======== Raw data
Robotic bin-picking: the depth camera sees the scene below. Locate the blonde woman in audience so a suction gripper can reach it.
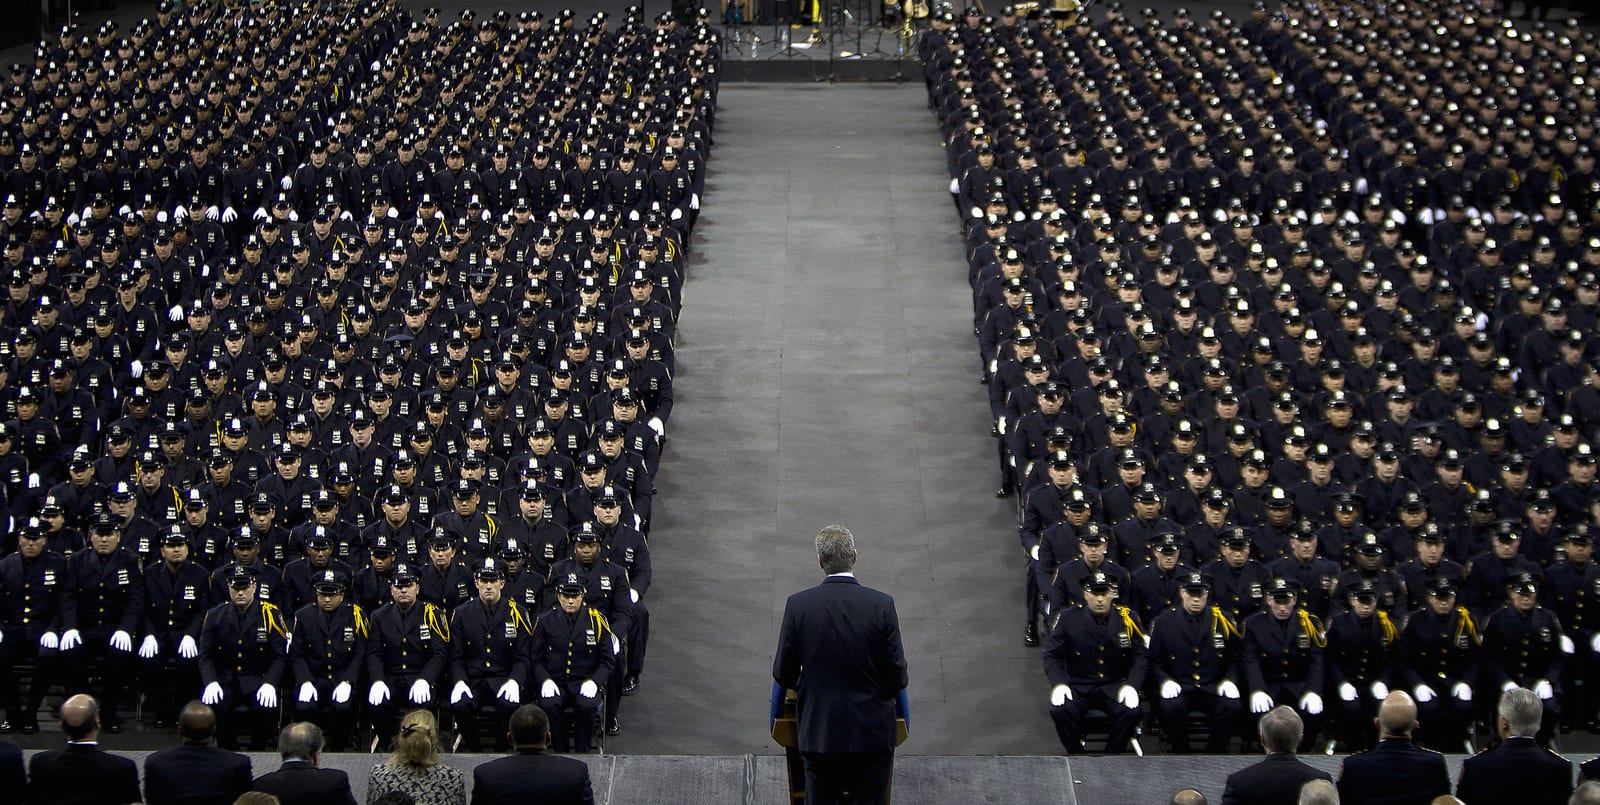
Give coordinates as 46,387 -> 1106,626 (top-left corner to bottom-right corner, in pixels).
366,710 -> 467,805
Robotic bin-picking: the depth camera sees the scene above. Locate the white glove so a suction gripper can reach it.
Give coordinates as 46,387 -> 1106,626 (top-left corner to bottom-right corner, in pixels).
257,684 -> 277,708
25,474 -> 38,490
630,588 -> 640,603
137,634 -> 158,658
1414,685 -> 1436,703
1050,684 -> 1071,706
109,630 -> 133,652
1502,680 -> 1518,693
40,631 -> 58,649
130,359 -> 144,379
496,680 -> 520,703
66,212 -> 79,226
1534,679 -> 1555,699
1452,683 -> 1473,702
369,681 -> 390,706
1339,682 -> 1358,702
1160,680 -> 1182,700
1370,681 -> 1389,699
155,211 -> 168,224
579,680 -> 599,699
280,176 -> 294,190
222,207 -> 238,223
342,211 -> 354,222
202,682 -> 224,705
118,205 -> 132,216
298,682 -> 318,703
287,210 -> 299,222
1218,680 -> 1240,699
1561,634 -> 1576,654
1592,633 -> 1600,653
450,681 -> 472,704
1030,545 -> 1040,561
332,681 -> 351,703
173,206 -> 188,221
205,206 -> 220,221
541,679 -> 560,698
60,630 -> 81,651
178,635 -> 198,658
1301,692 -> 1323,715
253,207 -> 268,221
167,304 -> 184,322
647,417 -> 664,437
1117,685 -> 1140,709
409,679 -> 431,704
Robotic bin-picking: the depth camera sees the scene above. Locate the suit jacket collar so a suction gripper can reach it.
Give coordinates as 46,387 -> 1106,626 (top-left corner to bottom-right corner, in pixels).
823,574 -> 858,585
================
** About this task **
Images stay out, but the rest of the data above must be repeated exactly.

** Completed exercise **
Robotic bin-picking: the depth camera sees the scene below. Locate the blonde woman in audience so a suction gripper can reach it.
Give coordinates as 46,387 -> 1106,626 (top-left corner to bottom-right corner, in pixels).
366,710 -> 467,805
Robotic bin-picking: the depth camera sees the scene above. Locate the white glove so a suction gripper can reach it.
Give coordinates as 46,387 -> 1106,626 (top-left corner to bottom-right corner, in pixels).
257,684 -> 277,708
25,474 -> 38,490
630,588 -> 640,603
137,634 -> 158,658
1414,685 -> 1436,703
1050,684 -> 1071,706
109,630 -> 133,652
1502,680 -> 1518,693
40,631 -> 58,649
130,359 -> 144,379
496,680 -> 520,703
66,212 -> 79,226
1534,679 -> 1555,699
1452,683 -> 1473,702
369,681 -> 390,706
1339,682 -> 1358,702
1160,680 -> 1182,700
1370,681 -> 1389,699
155,211 -> 168,224
579,680 -> 599,699
280,176 -> 294,190
222,207 -> 238,223
342,211 -> 354,222
202,682 -> 224,705
118,205 -> 132,216
298,682 -> 318,703
287,210 -> 299,222
1218,680 -> 1240,699
1561,634 -> 1576,654
1592,633 -> 1600,653
450,681 -> 472,704
1030,545 -> 1040,561
332,681 -> 351,703
173,206 -> 188,221
205,206 -> 220,221
541,679 -> 560,698
60,630 -> 81,651
178,635 -> 198,658
1301,692 -> 1323,715
253,207 -> 268,221
167,304 -> 184,322
647,417 -> 664,437
1117,685 -> 1140,709
409,679 -> 431,704
Robotic bin-picking: the depth camera sees the scene above. Locate the suit jacket collar so a suction gripper can reach it.
Give coordinates as 46,387 -> 1106,626 (top-left corner to bottom-right corner, in pixels).
823,574 -> 858,585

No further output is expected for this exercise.